Exercise A – Please copy the text about the grandfather word for word, starting at "After that, I" and ending at "the city council.)".
Exercise B – Decide whether each statement agrees with the text about the grandfather, answering yes or no and quoting the words that settle it: (i) the bigger school he started at age nine had three hundred kids; (ii) he himself told the narrator that he was in the city council; (iii) he took night classes to be able to give back correct change.

Text section –
When I was fourteen, that changed with such a
simple thing as asking him about his school days. A project from school
to interview someone about their school days, and I chose my
grandfather. He told me about the perfect tiny little school with only
thirty students and a kind, loving teacher. And about the bigger school
he started when he was nine, with three hundred kids. About the teacher
who hit the children, and how that made him unable to learn any more. He
almost failed in math. ("I had to teach myself when I started driving
the bus. There was no excuse not to give back correct change, so I took
night classes, and I made perfect chance, every time.") And how this one
time he fought back, when his sidemate was supposed to go into the
naughty corner. My grandfather grabbed his friend so the teacher had to
haul both kids and their desks to the corner, where they stayed the rest
of the class. The glint in his eyes showed that this was his moment of
glory.
After that, I think he realized that I loved hearing about
the old days. He told me about his career at the train station, where
he worked up from a linesman (the one moving the rail road tracks so the
trains could go either left or right) until the diabetes made that
impossible for him (if he went into shock on the railway, it could kill
both him and the passengers). Of how he worked his way up to being the
station master. (Though grandmother was the one who had to tell me how
important that job was. He never bragged, to the point where he didn't
even tell me he was in the city council.)

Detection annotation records
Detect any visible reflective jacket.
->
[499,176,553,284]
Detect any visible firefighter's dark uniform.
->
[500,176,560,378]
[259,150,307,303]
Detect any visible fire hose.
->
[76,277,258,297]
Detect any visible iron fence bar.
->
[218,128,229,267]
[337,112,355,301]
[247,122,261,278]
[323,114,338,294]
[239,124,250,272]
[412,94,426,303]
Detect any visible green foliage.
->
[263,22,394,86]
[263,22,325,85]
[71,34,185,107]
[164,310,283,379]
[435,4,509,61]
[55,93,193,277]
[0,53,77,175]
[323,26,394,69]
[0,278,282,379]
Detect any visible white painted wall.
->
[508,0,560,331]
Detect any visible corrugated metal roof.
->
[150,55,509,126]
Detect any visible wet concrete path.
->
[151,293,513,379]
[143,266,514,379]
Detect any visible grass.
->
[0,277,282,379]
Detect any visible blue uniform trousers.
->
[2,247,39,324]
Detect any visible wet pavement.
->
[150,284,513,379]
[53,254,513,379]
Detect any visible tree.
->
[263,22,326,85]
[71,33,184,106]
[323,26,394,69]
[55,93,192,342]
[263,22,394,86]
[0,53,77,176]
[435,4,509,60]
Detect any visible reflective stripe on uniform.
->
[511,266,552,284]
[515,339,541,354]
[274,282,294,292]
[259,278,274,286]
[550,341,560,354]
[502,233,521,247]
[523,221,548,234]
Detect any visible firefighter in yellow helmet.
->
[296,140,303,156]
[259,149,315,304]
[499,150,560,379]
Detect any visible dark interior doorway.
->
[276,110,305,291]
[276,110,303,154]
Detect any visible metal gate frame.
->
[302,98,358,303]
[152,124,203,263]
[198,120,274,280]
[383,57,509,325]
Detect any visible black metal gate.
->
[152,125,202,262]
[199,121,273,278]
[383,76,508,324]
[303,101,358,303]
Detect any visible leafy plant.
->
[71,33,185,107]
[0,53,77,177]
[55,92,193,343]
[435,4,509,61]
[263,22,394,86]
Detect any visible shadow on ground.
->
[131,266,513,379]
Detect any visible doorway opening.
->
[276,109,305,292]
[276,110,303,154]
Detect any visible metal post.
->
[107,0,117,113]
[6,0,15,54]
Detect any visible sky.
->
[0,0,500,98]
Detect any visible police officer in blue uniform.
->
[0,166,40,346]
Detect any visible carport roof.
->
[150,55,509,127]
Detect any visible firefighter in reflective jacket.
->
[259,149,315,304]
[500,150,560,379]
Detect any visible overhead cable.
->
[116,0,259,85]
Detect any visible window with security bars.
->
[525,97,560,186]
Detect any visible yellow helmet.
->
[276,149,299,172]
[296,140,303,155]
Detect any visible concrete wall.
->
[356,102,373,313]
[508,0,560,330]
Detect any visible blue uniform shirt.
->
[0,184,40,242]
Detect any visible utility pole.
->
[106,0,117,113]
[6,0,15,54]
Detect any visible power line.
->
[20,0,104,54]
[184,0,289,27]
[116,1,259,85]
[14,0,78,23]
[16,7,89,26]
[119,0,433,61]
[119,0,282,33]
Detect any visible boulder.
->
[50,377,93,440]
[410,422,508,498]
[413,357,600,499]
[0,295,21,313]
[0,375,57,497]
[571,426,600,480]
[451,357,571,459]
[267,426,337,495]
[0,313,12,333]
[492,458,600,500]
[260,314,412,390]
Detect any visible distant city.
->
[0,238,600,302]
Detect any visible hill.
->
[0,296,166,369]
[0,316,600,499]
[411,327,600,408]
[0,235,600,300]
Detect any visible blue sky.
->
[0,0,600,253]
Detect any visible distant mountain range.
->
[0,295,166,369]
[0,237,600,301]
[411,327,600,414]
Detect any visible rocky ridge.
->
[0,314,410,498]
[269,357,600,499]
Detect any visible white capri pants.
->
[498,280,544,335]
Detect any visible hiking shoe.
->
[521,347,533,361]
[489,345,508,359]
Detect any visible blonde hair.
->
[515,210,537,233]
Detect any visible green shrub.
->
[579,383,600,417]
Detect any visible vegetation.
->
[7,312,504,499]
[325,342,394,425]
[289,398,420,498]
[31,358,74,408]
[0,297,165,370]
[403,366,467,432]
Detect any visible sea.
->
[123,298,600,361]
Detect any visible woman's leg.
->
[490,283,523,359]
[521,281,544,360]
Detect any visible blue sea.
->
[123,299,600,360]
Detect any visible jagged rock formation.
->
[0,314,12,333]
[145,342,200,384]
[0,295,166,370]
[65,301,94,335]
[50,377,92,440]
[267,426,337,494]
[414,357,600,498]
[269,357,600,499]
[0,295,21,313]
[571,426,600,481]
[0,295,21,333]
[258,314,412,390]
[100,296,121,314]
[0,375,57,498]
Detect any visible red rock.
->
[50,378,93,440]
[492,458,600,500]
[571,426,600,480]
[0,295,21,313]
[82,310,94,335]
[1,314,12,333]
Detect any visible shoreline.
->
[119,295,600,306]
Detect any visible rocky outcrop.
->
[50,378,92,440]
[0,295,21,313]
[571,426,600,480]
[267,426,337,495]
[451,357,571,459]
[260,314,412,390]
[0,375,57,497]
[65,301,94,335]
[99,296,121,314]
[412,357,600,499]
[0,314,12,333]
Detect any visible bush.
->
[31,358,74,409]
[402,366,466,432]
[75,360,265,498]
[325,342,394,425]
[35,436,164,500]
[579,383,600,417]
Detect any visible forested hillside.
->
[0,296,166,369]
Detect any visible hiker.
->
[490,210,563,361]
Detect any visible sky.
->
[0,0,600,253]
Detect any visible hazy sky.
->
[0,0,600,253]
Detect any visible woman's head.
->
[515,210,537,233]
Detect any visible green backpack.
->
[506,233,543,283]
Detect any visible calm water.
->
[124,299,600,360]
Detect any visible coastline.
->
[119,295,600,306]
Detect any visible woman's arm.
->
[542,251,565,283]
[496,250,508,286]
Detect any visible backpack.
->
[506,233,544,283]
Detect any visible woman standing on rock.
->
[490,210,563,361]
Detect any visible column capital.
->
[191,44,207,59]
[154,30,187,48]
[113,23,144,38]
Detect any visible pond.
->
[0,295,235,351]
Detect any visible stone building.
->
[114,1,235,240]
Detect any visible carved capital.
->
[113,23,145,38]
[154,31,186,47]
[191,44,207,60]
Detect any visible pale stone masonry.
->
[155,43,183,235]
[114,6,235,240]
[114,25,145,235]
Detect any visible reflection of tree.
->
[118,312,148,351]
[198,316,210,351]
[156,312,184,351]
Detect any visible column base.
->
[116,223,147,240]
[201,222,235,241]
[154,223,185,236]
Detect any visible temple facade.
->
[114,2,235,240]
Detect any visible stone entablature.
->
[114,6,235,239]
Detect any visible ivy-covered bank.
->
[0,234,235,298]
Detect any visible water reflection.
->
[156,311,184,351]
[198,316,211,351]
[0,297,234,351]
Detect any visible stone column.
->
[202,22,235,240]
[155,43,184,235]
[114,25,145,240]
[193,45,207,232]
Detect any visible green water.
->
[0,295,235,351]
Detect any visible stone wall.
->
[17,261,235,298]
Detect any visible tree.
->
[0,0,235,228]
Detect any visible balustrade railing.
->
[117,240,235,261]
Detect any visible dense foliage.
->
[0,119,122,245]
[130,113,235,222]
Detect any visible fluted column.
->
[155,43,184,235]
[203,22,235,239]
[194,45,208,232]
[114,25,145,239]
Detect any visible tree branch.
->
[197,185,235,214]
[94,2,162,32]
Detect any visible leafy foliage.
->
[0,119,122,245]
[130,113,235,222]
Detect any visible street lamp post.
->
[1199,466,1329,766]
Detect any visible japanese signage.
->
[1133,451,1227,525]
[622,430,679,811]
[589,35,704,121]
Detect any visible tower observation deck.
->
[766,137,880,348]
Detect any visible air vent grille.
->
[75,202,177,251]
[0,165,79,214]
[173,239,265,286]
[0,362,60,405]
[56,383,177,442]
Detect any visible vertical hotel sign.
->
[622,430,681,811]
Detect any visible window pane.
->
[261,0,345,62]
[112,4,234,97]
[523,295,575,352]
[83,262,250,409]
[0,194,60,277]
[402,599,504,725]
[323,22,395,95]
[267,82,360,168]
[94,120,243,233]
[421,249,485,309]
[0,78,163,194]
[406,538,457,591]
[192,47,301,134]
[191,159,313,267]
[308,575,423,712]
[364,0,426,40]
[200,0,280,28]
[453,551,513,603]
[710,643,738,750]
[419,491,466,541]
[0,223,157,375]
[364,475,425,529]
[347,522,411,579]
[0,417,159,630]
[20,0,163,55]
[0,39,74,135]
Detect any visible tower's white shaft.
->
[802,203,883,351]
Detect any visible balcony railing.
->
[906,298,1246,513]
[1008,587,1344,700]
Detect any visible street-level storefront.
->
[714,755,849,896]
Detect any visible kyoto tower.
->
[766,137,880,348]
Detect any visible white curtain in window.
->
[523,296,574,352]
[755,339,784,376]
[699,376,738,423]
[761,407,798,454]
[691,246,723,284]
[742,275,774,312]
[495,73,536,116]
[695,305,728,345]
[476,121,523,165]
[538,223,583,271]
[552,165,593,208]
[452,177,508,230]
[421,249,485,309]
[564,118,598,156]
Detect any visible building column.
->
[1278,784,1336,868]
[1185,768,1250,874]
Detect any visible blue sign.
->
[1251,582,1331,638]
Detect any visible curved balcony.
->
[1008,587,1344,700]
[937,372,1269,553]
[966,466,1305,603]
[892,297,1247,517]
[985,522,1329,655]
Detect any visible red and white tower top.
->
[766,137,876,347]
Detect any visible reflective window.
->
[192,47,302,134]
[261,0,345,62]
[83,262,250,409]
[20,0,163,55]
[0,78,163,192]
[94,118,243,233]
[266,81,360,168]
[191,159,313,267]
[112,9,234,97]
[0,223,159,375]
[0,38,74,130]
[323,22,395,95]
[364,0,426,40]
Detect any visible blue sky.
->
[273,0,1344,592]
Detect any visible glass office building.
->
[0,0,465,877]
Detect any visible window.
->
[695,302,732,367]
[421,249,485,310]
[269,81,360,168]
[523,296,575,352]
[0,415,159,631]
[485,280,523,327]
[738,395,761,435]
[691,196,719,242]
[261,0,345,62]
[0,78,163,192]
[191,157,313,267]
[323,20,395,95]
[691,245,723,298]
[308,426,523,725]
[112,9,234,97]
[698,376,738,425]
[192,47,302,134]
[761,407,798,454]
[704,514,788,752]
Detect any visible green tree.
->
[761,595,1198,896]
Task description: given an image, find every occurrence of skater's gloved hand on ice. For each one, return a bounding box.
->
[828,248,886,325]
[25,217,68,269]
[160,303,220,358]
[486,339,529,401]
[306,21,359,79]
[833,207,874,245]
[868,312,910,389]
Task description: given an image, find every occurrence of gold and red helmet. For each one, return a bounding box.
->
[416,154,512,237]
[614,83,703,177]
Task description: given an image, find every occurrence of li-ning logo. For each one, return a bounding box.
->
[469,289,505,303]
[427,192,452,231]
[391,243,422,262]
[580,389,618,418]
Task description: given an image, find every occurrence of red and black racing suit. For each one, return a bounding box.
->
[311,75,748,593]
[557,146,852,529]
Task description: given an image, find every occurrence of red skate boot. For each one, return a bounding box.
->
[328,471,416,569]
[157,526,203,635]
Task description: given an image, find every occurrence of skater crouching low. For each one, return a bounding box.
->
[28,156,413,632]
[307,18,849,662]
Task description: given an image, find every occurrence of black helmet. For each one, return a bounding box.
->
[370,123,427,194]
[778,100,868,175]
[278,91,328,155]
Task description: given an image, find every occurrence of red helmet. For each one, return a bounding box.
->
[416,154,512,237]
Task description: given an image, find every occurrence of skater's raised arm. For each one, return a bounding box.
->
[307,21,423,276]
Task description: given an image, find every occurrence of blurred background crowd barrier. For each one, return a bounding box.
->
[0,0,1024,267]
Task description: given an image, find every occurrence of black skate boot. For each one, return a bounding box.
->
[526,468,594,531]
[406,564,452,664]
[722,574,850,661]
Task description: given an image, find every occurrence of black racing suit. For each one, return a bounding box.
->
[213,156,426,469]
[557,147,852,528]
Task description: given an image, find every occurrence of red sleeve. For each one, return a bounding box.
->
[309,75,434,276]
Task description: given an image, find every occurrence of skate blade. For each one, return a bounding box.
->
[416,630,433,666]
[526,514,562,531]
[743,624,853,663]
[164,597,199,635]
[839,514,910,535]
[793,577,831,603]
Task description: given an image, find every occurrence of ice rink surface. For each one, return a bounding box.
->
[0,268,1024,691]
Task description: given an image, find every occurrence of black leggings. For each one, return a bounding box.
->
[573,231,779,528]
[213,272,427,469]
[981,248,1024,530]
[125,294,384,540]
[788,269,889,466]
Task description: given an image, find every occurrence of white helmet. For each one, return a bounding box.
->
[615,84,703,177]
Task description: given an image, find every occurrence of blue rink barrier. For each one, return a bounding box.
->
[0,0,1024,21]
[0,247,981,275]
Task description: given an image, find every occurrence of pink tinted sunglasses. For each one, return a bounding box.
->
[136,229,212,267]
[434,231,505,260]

Full response A –
After that, I think he realized that I loved hearing about
the old days. He told me about his career at the train station, where
he worked up from a linesman (the one moving the rail road tracks so the
trains could go either left or right) until the diabetes made that
impossible for him (if he went into shock on the railway, it could kill
both him and the passengers). Of how he worked his way up to being the
station master. (Though grandmother was the one who had to tell me how
important that job was. He never bragged, to the point where he didn't
even tell me he was in the city council.)

Full response B –
(i) Yes: "the bigger school he started when he was nine, with three hundred kids"
(ii) No: "he didn't even tell me he was in the city council"
(iii) Yes: "There was no excuse not to give back correct change, so I took night classes"